> _Listed records_
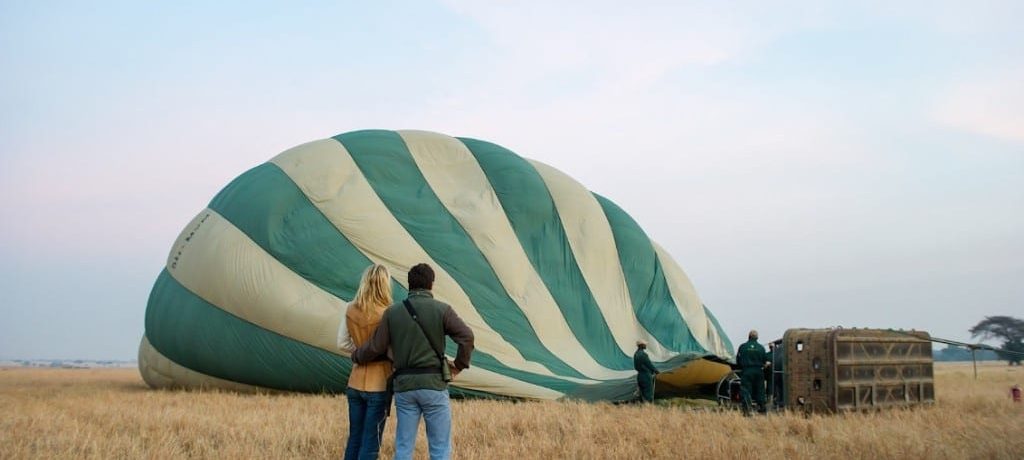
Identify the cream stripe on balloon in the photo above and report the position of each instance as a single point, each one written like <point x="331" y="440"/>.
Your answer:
<point x="160" y="372"/>
<point x="483" y="380"/>
<point x="224" y="267"/>
<point x="685" y="297"/>
<point x="218" y="262"/>
<point x="451" y="169"/>
<point x="593" y="245"/>
<point x="326" y="172"/>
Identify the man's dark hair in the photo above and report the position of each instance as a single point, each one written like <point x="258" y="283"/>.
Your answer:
<point x="421" y="276"/>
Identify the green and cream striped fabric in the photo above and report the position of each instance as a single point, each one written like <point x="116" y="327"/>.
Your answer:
<point x="557" y="283"/>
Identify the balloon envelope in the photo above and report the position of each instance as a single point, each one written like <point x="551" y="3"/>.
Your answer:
<point x="556" y="282"/>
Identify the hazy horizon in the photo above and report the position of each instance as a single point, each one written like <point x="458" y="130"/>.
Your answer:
<point x="808" y="165"/>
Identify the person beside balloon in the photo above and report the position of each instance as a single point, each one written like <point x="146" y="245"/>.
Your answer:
<point x="367" y="391"/>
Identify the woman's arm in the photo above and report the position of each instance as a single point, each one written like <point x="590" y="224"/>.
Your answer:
<point x="345" y="342"/>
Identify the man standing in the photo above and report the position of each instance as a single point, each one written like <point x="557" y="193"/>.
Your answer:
<point x="415" y="330"/>
<point x="751" y="359"/>
<point x="645" y="372"/>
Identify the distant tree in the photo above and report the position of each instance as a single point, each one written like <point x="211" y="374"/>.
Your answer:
<point x="1008" y="329"/>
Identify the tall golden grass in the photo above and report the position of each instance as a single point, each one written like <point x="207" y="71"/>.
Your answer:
<point x="112" y="414"/>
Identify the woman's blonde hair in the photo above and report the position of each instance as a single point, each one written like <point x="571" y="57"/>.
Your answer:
<point x="375" y="289"/>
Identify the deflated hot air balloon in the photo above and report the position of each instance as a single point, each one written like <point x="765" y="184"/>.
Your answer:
<point x="556" y="282"/>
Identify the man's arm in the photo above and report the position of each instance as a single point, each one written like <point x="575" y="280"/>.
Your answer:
<point x="461" y="334"/>
<point x="376" y="346"/>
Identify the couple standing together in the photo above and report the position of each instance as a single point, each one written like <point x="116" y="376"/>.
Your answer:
<point x="402" y="341"/>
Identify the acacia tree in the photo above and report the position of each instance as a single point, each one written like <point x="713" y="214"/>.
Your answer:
<point x="1008" y="329"/>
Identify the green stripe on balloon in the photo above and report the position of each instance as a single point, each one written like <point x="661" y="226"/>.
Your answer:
<point x="387" y="165"/>
<point x="202" y="337"/>
<point x="535" y="219"/>
<point x="197" y="335"/>
<point x="271" y="210"/>
<point x="648" y="288"/>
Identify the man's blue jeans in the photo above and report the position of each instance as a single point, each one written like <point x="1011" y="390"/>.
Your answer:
<point x="366" y="423"/>
<point x="434" y="407"/>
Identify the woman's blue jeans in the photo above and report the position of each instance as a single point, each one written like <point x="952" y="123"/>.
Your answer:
<point x="366" y="423"/>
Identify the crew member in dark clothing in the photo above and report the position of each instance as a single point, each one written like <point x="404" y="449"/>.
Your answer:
<point x="752" y="360"/>
<point x="645" y="372"/>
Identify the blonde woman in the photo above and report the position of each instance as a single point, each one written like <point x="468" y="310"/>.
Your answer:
<point x="368" y="382"/>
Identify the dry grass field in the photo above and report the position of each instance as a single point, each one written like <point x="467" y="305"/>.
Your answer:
<point x="112" y="414"/>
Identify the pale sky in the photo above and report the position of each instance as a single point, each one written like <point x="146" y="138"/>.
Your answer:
<point x="815" y="164"/>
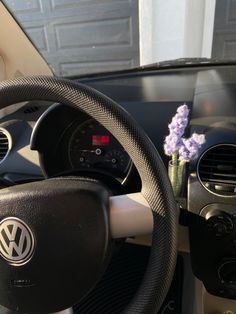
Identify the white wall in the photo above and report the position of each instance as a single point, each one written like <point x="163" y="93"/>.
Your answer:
<point x="171" y="29"/>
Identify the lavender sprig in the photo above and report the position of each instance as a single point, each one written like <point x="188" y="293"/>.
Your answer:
<point x="190" y="147"/>
<point x="180" y="149"/>
<point x="174" y="141"/>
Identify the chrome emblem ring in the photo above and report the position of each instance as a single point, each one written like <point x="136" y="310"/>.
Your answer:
<point x="16" y="241"/>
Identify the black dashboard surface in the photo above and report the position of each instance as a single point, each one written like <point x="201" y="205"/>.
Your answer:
<point x="40" y="133"/>
<point x="150" y="97"/>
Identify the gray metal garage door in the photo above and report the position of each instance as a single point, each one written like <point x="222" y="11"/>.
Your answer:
<point x="224" y="39"/>
<point x="68" y="33"/>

> _Stated task_
Exclude the pictures and transcribe all of the entries exactly.

> _Solution for this problem_
Identify the cream stripe on balloon in the photo above and report the position of each instance as a single point, each one written like <point x="331" y="440"/>.
Your answer:
<point x="160" y="372"/>
<point x="483" y="380"/>
<point x="224" y="267"/>
<point x="685" y="297"/>
<point x="218" y="262"/>
<point x="451" y="169"/>
<point x="593" y="245"/>
<point x="326" y="172"/>
Identify the man's dark hair in the photo above and report the position of each instance as a single point, each one written like <point x="258" y="283"/>.
Your answer:
<point x="421" y="276"/>
Identify the green and cream striped fabric in the photo above and report the position of each instance as a single point, each one written like <point x="116" y="327"/>.
Your answer:
<point x="557" y="283"/>
Identify the balloon envelope in the photo above and report the position of each instance as a single point, each one written like <point x="551" y="3"/>.
Your answer:
<point x="556" y="282"/>
Identify the hazy horizon in the photo above and report the position of each instance as a single point, each one written like <point x="458" y="130"/>.
Your answer:
<point x="808" y="165"/>
Identify the person beside balloon in the photo above and report the position of each instance as a single point, each one written like <point x="146" y="245"/>.
Your answer:
<point x="367" y="391"/>
Identify the woman's arm in the photo above and report the position of each instance as a single point, each one written like <point x="590" y="224"/>.
Your answer:
<point x="345" y="342"/>
Identify the man standing in the photo above and report the position of each instance as a single point, each one written like <point x="557" y="193"/>.
Your answer:
<point x="415" y="330"/>
<point x="751" y="359"/>
<point x="645" y="372"/>
Identify the distant tree in the photo above and report the position of each instance as a single point, each one written like <point x="211" y="374"/>.
Your answer:
<point x="1008" y="329"/>
Identify the tall golden grass in the photo above and report the position of each instance as a single point, each one written like <point x="207" y="71"/>.
Your answer:
<point x="112" y="414"/>
Identify the woman's blonde hair in the photo above and report the position of each instance as a single point, each one written like <point x="571" y="57"/>.
Your answer:
<point x="375" y="289"/>
Identify the deflated hot air balloon in the photo above and report the position of each instance as a single point, each one written like <point x="765" y="184"/>.
Your answer:
<point x="556" y="282"/>
Identify the man's arm in the photo above and report the position of each instance as a single point, each one written like <point x="575" y="280"/>.
Your answer:
<point x="461" y="334"/>
<point x="376" y="346"/>
Identify the couple standing together in the photo above and report the position of each instance as a single point, each one written like <point x="116" y="376"/>.
Your answer:
<point x="402" y="341"/>
Identify the acacia tree in the photo above and report the position of each instance as a single point, each one written like <point x="713" y="214"/>.
Your answer:
<point x="1008" y="329"/>
Identify the green stripe on balloon in the photo above and report the position of each instance as a single point, each one written like <point x="661" y="226"/>.
Your answer:
<point x="387" y="165"/>
<point x="202" y="337"/>
<point x="535" y="219"/>
<point x="197" y="335"/>
<point x="271" y="210"/>
<point x="648" y="288"/>
Identify the man's blue jeans in the photo above and report the position of each instance as a single point, each one written like <point x="1011" y="390"/>.
Your answer:
<point x="366" y="423"/>
<point x="434" y="407"/>
Identify the woman's blue jeans in the photo above and report the position of each instance as a single point, each one written like <point x="952" y="123"/>.
Your answer:
<point x="366" y="423"/>
Identify the crew member in dark clothing in the photo above and report the position of each instance as a single point, each one written like <point x="404" y="449"/>.
Your answer:
<point x="752" y="360"/>
<point x="645" y="372"/>
Identify the blonde woman in the photo above and report the position of each instance as a single point, each one written like <point x="468" y="310"/>.
Your answer:
<point x="368" y="382"/>
Identify the dry grass field in the photo above and report the position of each instance as a single point, each one written like <point x="467" y="305"/>.
Your answer:
<point x="112" y="414"/>
Identify the pale sky in the photo above and report the position of each instance as a single point, each one written like <point x="146" y="138"/>.
Your answer:
<point x="815" y="164"/>
Identify the white wall in the photo above and report the position of each instance as a single point, each one written like <point x="163" y="93"/>.
Your answer:
<point x="171" y="29"/>
Identify the lavender sprig in the photo above and report the position of each instance as a single point, each one written like <point x="188" y="293"/>.
Your answer:
<point x="190" y="147"/>
<point x="180" y="149"/>
<point x="174" y="141"/>
Identify the chrome emblem ring in the photo above and report the position of each instance as a single point, each one written like <point x="136" y="310"/>.
Your answer:
<point x="16" y="241"/>
Identify the black dashboard surface in the photo above and report the position of each instance as a single point, each one written like <point x="201" y="205"/>.
Your answer:
<point x="40" y="133"/>
<point x="150" y="97"/>
Identify the gray metal garage door in the photo above and report the position of each instance as a single point, each one written like <point x="222" y="11"/>.
Your answer:
<point x="224" y="39"/>
<point x="68" y="33"/>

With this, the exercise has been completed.